[Exercise details]
Count the lines in the material below that contain the string "white", matching case exactly, and reply with only that number.

[Data supplied]
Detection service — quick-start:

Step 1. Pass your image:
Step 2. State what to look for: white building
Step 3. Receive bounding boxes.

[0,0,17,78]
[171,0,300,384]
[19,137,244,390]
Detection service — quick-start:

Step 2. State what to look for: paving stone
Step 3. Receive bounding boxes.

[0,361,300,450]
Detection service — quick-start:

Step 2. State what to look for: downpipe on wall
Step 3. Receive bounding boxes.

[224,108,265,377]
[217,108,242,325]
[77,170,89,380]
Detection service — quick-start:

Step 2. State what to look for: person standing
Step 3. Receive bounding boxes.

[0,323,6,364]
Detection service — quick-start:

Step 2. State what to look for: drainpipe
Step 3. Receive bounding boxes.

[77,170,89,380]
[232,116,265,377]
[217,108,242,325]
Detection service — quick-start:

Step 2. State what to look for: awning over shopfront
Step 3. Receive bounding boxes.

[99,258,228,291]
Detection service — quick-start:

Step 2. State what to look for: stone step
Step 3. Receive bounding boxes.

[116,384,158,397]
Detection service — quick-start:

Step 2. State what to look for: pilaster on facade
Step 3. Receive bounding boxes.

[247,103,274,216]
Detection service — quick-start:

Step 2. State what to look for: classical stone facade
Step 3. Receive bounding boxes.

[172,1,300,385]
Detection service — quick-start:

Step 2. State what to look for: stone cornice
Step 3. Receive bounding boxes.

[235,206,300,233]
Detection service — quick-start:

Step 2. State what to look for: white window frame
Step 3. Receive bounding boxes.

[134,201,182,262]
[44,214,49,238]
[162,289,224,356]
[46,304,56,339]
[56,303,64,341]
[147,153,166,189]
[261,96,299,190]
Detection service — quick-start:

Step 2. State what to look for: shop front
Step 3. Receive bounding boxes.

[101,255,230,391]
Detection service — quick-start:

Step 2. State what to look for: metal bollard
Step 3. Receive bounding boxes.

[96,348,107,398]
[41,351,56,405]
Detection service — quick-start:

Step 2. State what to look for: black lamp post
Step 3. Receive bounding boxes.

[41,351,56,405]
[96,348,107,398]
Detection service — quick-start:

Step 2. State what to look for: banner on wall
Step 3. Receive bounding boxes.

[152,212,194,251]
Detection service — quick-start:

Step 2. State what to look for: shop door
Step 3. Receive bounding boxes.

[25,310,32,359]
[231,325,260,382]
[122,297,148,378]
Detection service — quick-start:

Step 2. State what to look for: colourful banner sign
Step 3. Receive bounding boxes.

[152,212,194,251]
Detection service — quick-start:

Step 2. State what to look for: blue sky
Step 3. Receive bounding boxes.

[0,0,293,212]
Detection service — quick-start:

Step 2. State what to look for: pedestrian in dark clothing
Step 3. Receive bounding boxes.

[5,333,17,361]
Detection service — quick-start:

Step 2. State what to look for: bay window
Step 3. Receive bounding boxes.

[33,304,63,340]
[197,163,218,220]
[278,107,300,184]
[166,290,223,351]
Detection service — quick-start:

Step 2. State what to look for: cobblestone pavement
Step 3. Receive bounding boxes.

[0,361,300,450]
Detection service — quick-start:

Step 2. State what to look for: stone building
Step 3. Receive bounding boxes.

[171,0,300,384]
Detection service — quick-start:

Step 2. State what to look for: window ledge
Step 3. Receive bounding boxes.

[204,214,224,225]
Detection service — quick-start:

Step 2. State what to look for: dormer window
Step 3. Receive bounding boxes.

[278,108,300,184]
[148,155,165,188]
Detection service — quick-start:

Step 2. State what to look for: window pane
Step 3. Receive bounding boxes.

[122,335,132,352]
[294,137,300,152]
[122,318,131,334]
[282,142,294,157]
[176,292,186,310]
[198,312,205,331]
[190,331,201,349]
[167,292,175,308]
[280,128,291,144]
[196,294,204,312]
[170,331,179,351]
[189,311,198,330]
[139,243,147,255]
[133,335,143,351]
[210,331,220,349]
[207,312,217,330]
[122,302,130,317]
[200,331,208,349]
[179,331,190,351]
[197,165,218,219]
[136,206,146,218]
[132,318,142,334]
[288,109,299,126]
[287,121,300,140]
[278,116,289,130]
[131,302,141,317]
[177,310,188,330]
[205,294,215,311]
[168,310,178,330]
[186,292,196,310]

[Solution below]
2